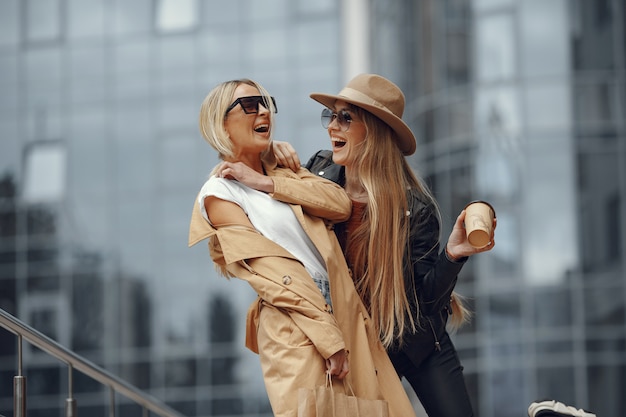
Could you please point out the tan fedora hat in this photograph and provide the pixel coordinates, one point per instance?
(380, 97)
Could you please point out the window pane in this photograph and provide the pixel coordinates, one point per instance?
(176, 15)
(43, 20)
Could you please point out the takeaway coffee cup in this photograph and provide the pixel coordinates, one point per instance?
(479, 217)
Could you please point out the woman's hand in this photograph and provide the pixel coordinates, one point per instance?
(286, 155)
(245, 175)
(337, 365)
(458, 246)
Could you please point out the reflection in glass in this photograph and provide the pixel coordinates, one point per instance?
(495, 48)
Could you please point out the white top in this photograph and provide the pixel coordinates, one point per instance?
(273, 219)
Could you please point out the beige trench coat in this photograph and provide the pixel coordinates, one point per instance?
(290, 301)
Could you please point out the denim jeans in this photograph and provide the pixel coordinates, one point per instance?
(438, 381)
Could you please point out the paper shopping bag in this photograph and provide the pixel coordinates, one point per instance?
(323, 401)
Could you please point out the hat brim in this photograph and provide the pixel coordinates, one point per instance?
(406, 139)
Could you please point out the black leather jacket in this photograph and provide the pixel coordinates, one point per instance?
(433, 274)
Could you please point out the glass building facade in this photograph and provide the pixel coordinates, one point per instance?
(519, 102)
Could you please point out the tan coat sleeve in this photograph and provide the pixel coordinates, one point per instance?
(317, 196)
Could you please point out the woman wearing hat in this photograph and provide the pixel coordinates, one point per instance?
(391, 241)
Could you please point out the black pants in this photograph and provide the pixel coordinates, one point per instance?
(438, 381)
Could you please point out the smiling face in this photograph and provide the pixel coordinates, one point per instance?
(346, 144)
(249, 133)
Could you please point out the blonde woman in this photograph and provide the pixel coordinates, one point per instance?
(391, 240)
(273, 228)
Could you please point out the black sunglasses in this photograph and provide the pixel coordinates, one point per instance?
(343, 119)
(250, 104)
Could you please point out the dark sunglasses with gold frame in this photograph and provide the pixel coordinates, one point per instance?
(250, 104)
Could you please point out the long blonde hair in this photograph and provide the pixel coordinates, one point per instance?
(379, 244)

######

Without changing a word, restate the listing above; the pictures stay out.

*Output*.
Could you please point out the tan fedora hat in this photograph and provide the pixel coordinates, one point per instance?
(380, 97)
Could you please point out the window pane in this photograph and provide the pixel coordinates, one point per instance?
(176, 15)
(43, 20)
Could you please point out the takeaway coffee cup in this photograph and provide the pixel coordinates, one point per instance?
(479, 217)
Could you please point out the woman's hand in this photograph and provide the pixel coordinates, one point per instance?
(286, 155)
(245, 175)
(337, 365)
(458, 246)
Could you please point out the reflection in glass in this photograph and provide the pixel coordinates, one point per instance?
(495, 48)
Could you please point out the white top in this photograph and provide the pixel coordinates, one point per instance?
(273, 219)
Could you please point out the beige trench coat in this photograph and provide the pixel coordinates, one point per instance?
(290, 301)
Could you please point out the denim jeans in this photograph and provide the pixel coordinates, one point per instance?
(438, 381)
Could you please point out the paper shopping bag in this photograph and provide the pixel coordinates, one point per instance?
(323, 401)
Could you please point out the hat brim in this photograph and provide the pixel coordinates, one point per instance?
(406, 139)
Could you please point out the black leather jacket in this photograph and provide the pixel coordinates, one point per instance?
(433, 274)
Could you please point out the glass building facade in this photograph and provide the pixel coordinates, one point per instance?
(519, 102)
Could you please point out the tan coat sleeve in this photograph and provide the pixel coordinates, one point per instance?
(317, 196)
Could you please point out the woman wearing hat in this photograph and provide the pixel coordinates, one point per instance?
(391, 241)
Could you please point out the black pants in this photograph and provide the pixel coordinates, one point per instance?
(438, 381)
Could you please point out the smiling face in this photograph and provide the pixel coordinates, one point per instance?
(346, 144)
(249, 133)
Could you please point out the blonde woman in this photograph and provide the pixel coordinates, one point per instance?
(391, 240)
(273, 228)
Could you please point out the black sunglasses in this photograph and provide the pixel coordinates, one point per instance?
(343, 119)
(250, 104)
Could you please point out the dark sunglasses with gold frame in this photograph and provide the pixel coordinates, one point per instance?
(250, 104)
Could you please point out the long blonde hair in this photograph and provide the pixel coordinates, one point per instance?
(379, 244)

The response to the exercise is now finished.